* EXTRACT TO READ:
Synoptic description of site:

Sandstone/boulder clay cliff; intertidal rocky spit (Lower Cretaceous Grit) with striking gradients of exposure including circalittoral expansion; ; large sandy beach.

Extensive description of site:

Filey Brigg is a long spit of rock (Lower Cretaceous Grit) which limits Filey Bay, a sand beach in the South. The Brigg dips to the South, with the steep North side taking heavy weather and sheltering the bay creating striking gradients of exposure including circalittoral expansion. Low vertical walls of sandstone at the base of boulder clay are easily weathered. Turbidity is influenced by the clay in bad weather. Filey Bay itself is an extensive plain of tide-swept sands with ripples, waves and dunes.

Habitats present:
Littoral XX
Sublittoral XX
Seagrass beds 

Description of fauna and flora:

The exposed North side of the Brigg differs from the South sheltered side by sparse fucoids with patches of Mastocapus stellatus. The Southern side harbours a higher diversity of plants and animals with a lower shore which is partly silted. A kelp forest develops there and circalittoral rock is occupied by hydroids and bryozoans. Filey Bay has mostly fine sands with sparse crustacean and polychaete communities.

Human impact:

There are no industrial activities in the area and all sewage is discharged through a modern treatment plant. A traditional fishery has operated since the 12th century, with only very few small boats remaining. Filey Bay has sea walls and there is a concrete pathway, which runs from the bay to the Brigg and attracts students who collect plants and animals. The beach is popular but with very little nautical activities and not much bathing.

* SUPPLIED DATA:

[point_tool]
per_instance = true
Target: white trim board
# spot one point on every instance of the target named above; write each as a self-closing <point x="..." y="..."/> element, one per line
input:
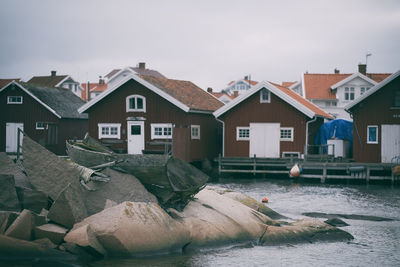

* WHAT TO DO: Extend the site description of Filey Brigg and Filey Bay past its final sentence, keeping the register of its earlier sections.

* ANSWER SECTION:
All facilities for marine biodiversity research are available on the University of Hull Scarborough Campus and on the Hull Campus at the Institute of Estuarine and Coastal Studies (Department of Biological Sciences).

Available database and website:

The University of Hull and other British Universities together with the London Natural History Museum have been collecting data for decades and made it accessible to English Nature which manages the area. Information has been compiled in the Marine Nature Conservation Review and in the JNCC Coastal Directories (EC BioMar-Life programmes).

Commitment and ongoing research:

The University of Hull (Institute of Estuarine and Coastal Studies) and its branch at Scarborough undertake biodiversity-related research in the area.